Extract provided →
──────────────────────────────

Vietnamese language and translation

Hi all,
I'm an American expat who has lived in Vietnam for 10 years, currently in Nha Trang. I started learning Vietnamese when I first arrived and now I work as a full-time freelance translator and editor. It was a long, winding road but I'm finally able to make a living from it. Learning and translating Vietnamese is my job and also my passion, but I rarely get the chance to discuss the Vietnamese language with other foreigners. So, if you are a fellow foreigner interested in learning Vietnamese, are learning Vietnamese, can speak Vietnamese and/or use it for work, etc. I'd love to talk with you and answer questions or discuss the language, whether in terms of linguistics or the many confusing ways it's used in everyday life.
Cheers!
Zac Herm wrote:Hi all,
I'm an American expat who has lived in Vietnam for 10 years, currently in Nha Trang. I started learning Vietnamese when I first arrived and now I work as a full-time freelance translator and editor. It was a long, winding road but I'm finally able to make a living from it. Learning and translating Vietnamese is my job and also my passion, but I rarely get the chance to discuss the Vietnamese language with other foreigners. So, if you are a fellow foreigner interested in learning Vietnamese, are learning Vietnamese, can speak Vietnamese and/or use it for work, etc. I'd love to talk with you and answer questions or discuss the language, whether in terms of linguistics or the many confusing ways it's used in everyday life.
Cheers!
Are you selling something here????

Not selling, just reaching out to other expats with common interest in language
Zac Herm wrote:Not selling, just reaching out to other expats with common interest in language
Right...

──────────────────────────────

Material shown →
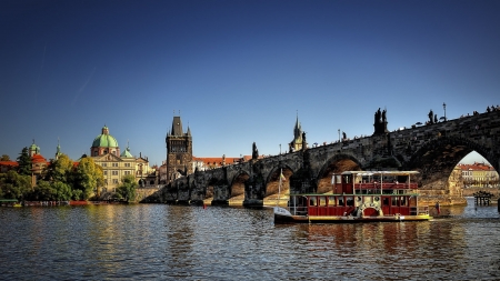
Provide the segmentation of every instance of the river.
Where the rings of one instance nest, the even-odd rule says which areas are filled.
[[[274,225],[270,209],[0,208],[0,279],[499,280],[497,205],[442,214]]]

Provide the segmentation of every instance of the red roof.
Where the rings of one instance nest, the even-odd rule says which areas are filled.
[[[41,154],[34,154],[31,157],[31,162],[33,163],[49,163],[47,162],[47,159],[44,159]]]
[[[478,163],[474,162],[473,164],[459,164],[460,169],[462,171],[493,171],[494,168],[486,164],[486,163]]]

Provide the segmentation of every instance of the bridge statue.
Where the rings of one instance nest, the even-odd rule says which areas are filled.
[[[380,108],[379,108],[379,110],[377,110],[374,113],[374,123],[373,123],[374,132],[373,132],[373,134],[383,134],[383,133],[389,132],[387,130],[387,123],[388,123],[387,122],[387,110],[384,109],[383,111],[380,111]]]
[[[253,142],[253,145],[252,145],[252,159],[258,159],[259,158],[259,150],[257,150],[257,145],[256,145],[256,142]]]

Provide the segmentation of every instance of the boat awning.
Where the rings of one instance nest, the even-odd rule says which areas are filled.
[[[418,171],[344,171],[342,174],[354,175],[409,175],[418,174]]]

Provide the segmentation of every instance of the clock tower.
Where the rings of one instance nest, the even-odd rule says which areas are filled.
[[[180,117],[173,117],[172,129],[167,133],[167,182],[191,174],[192,171],[192,137],[182,131]]]

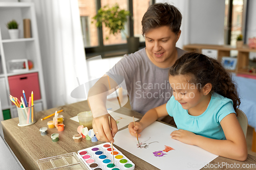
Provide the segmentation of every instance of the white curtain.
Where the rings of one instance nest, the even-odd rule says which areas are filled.
[[[84,100],[71,91],[88,81],[77,0],[33,0],[48,108]]]
[[[175,6],[182,15],[181,34],[176,46],[182,49],[183,45],[190,43],[189,40],[189,0],[156,0],[156,3],[167,3]]]

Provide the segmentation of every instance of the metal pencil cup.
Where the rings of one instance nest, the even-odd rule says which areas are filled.
[[[17,108],[18,111],[19,126],[28,126],[36,122],[34,105],[26,108]]]

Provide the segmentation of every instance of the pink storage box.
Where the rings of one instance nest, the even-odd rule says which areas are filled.
[[[40,86],[37,72],[8,77],[9,85],[11,95],[20,101],[24,98],[23,90],[25,91],[26,98],[28,103],[31,91],[34,93],[34,101],[41,99]],[[13,105],[14,104],[12,103]]]

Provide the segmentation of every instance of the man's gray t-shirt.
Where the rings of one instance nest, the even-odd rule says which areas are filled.
[[[178,58],[186,53],[179,48],[176,49]],[[106,74],[117,82],[114,75],[124,77],[132,109],[144,114],[149,110],[167,103],[172,95],[169,69],[154,64],[144,48],[124,55]]]

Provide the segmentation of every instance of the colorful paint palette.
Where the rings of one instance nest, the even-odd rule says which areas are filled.
[[[110,143],[84,149],[77,152],[78,157],[91,170],[132,170],[135,165],[113,146],[113,164]]]

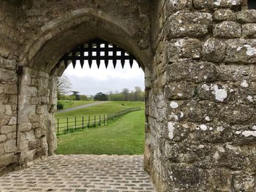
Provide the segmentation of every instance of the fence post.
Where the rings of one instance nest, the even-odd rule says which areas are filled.
[[[105,126],[105,114],[104,114],[104,120],[103,120],[103,123],[104,123],[104,126]]]
[[[99,115],[99,126],[101,126],[102,125],[102,123],[101,123],[101,118],[100,118],[100,115]]]
[[[59,134],[59,118],[58,118],[57,121],[58,121],[58,134]]]
[[[67,131],[69,131],[69,118],[67,118]]]

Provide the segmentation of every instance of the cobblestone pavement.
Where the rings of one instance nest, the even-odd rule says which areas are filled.
[[[53,155],[1,177],[0,191],[155,191],[143,161],[142,155]]]

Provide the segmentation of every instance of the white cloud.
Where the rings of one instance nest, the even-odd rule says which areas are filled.
[[[144,88],[144,72],[136,62],[132,69],[129,62],[125,63],[124,69],[120,62],[118,62],[114,69],[110,61],[107,69],[104,61],[101,63],[99,69],[95,62],[92,64],[91,69],[85,62],[83,69],[80,64],[77,63],[75,69],[70,64],[64,74],[69,78],[72,90],[78,91],[81,94],[94,95],[99,91],[120,91],[123,88],[133,90],[135,86]]]

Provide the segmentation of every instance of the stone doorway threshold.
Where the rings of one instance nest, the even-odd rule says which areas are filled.
[[[56,155],[1,177],[0,191],[156,191],[143,155]]]

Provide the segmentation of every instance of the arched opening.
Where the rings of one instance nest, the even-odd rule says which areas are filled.
[[[256,9],[256,1],[254,0],[248,0],[248,9]]]
[[[91,62],[94,58],[93,51],[88,56],[85,52],[86,48],[94,48],[92,45],[90,45],[90,42],[96,39],[104,41],[104,45],[111,42],[116,45],[108,46],[108,48],[116,50],[116,55],[114,53],[113,55],[108,54],[108,57],[112,57],[113,61],[120,60],[121,64],[124,64],[124,61],[127,60],[132,65],[133,59],[136,58],[145,72],[146,79],[148,80],[146,87],[147,90],[150,89],[152,61],[149,42],[146,42],[143,47],[140,46],[137,31],[132,26],[125,26],[121,20],[111,20],[108,17],[102,18],[102,15],[88,13],[85,9],[67,14],[50,22],[40,28],[38,35],[34,38],[35,40],[25,46],[20,57],[20,66],[23,68],[23,73],[20,83],[22,96],[19,104],[19,126],[26,127],[29,124],[33,127],[33,132],[29,133],[30,137],[26,133],[18,133],[20,164],[55,154],[57,147],[54,126],[57,103],[56,79],[70,62],[75,65],[75,60],[81,61],[88,57],[86,58]],[[81,44],[84,42],[89,43],[91,47],[81,47]],[[77,47],[78,50],[75,50]],[[97,53],[99,53],[98,56],[101,57],[101,48],[105,47],[100,47],[100,43],[99,47],[96,47],[99,48],[99,52],[96,51],[95,59],[97,62]],[[83,52],[81,48],[85,49],[85,51]],[[121,52],[121,55],[118,55],[118,51]],[[106,50],[104,52],[106,53]],[[69,53],[71,53],[71,55]],[[105,61],[109,60],[109,58],[105,58],[105,55],[102,57]],[[147,93],[146,95],[148,96]],[[146,138],[149,134],[148,131]],[[148,146],[145,155],[146,158],[143,161],[149,158],[148,148]],[[140,168],[143,169],[143,161],[140,161]]]
[[[68,70],[72,70],[74,68],[74,70],[75,67],[78,67],[79,70],[83,70],[83,67],[86,68],[86,69],[83,70],[84,73],[86,71],[93,72],[95,68],[97,68],[98,71],[102,71],[102,68],[110,68],[112,72],[116,71],[121,74],[121,69],[124,69],[124,67],[127,72],[127,69],[129,69],[128,71],[129,73],[135,73],[136,70],[143,72],[140,69],[140,65],[130,53],[114,44],[101,39],[93,39],[64,54],[50,74],[59,76],[64,72],[64,69],[68,68]],[[94,70],[92,70],[91,67]],[[141,72],[140,74],[141,75]],[[94,74],[94,76],[97,75],[97,74]],[[111,74],[109,74],[109,75]],[[134,77],[132,74],[130,76]],[[92,78],[94,77],[97,78],[97,77]],[[116,80],[121,79],[117,77],[113,78]],[[69,104],[72,106],[83,103],[90,103],[89,105],[94,104],[94,107],[89,107],[89,108],[86,108],[85,104],[84,108],[80,108],[80,106],[77,110],[75,107],[71,107],[71,109],[64,109],[56,112],[55,124],[59,143],[58,154],[142,155],[145,138],[143,79],[144,74],[140,78],[143,81],[141,83],[143,85],[140,84],[140,88],[137,88],[134,93],[129,91],[130,88],[128,89],[125,85],[127,83],[124,82],[122,88],[124,91],[122,89],[116,93],[100,91],[101,96],[105,96],[102,99],[96,98],[95,92],[94,101],[91,99],[82,101],[80,99],[81,95],[78,93],[76,93],[75,98],[74,94],[61,95],[58,97],[59,104],[64,106]],[[125,79],[123,80],[125,81]],[[82,78],[80,78],[75,83],[94,82],[92,80],[83,81]],[[114,91],[117,82],[112,83],[113,88],[109,91]],[[103,86],[101,87],[103,88]],[[77,91],[83,91],[81,89]],[[56,91],[53,91],[53,92]],[[106,101],[99,101],[102,100]],[[116,130],[115,127],[116,127]],[[68,142],[65,141],[66,138],[68,138]],[[74,143],[78,139],[80,142],[75,146]]]

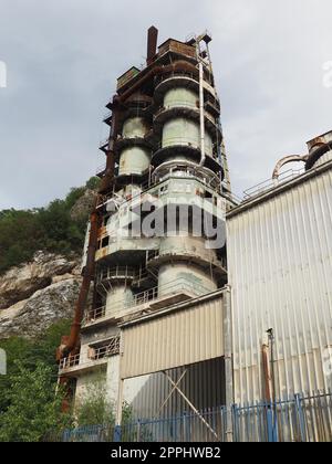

──────────────────────────────

Set of tasks →
• A. In the forum thread about learning Vietnamese, condense the paragraph that first begins "I'm an American expat" into a short bulleted list that keeps its main facts.
• B. Write the next part of the forum thread about learning Vietnamese, picking up after its final reply.
The material placed after the text is separate from it and stands on its own.

Answer set →
• A.
- The writer is an American expat who has lived in Vietnam for 10 years and now lives in Nha Trang.
- The writer began learning Vietnamese on arrival and now works full time as a freelance translator and editor, finally earning a living from it after a long path.
- Learning and translating Vietnamese is both the writer's job and passion, but there are few chances to discuss the language with other foreigners.
- The writer invites foreigners who are interested in Vietnamese, learning it, speaking it, or using it for work to talk, ask questions, and discuss its linguistics and confusing everyday usage.

• B.
xin chà o Zak
I would be interested in learning more about the ways of the Vietnamese language. My husband and I have recently moved to Tam Thanh, in Quang Nam. Living her with very limited to no English spoken I feel more than ever the need to learn the language but continue to struggle with pronunciation and tones. Ugh!!!! I often find that the locals don't acknowledge or respond when I attempt to use the basic words or phrases I learned in the south. Perhaps they are not use to hearing foreigners bad Vietnamese or simply cannot understand me.
I'd welcome your sharing of tips as to how and where you learned the language and any advise.
warmly, sandy

truemanfamily wrote:xin chà o Zak
I would be interested in learning more about the ways of the Vietnamese language. My husband and I have recently moved to Tam Thanh, in Quang Nam. Living her with very limited to no English spoken I feel more than ever the need to learn the language but continue to struggle with pronunciation and tones. Ugh!!!! I often find that the locals don't acknowledge or respond when I attempt to use the basic words or phrases I learned in the south. Perhaps they are not use to hearing foreigners bad Vietnamese or simply cannot understand me.
I'd welcome your sharing of tips as to how and where you learned the language and any advise.
warmly, sandy
Try telling them that you are going to speak in Vietnamese.
Tôi sẽ nói tiếng việt
Many of them are too lazy to even try to listen.
truemanfamily wrote:xin chà o Zak
I would be interested in learning more about the ways of the Vietnamese language. My husband and I have recently moved to Tam Thanh, in Quang Nam. Living her with very limited to no English spoken I feel more than ever the need to learn the language but continue to struggle with pronunciation and tones. Ugh!!!! I often find that the locals don't acknowledge or respond when I attempt to use the basic words or phrases I learned in the south. Perhaps they are not use to hearing foreigners bad Vietnamese or simply cannot understand me.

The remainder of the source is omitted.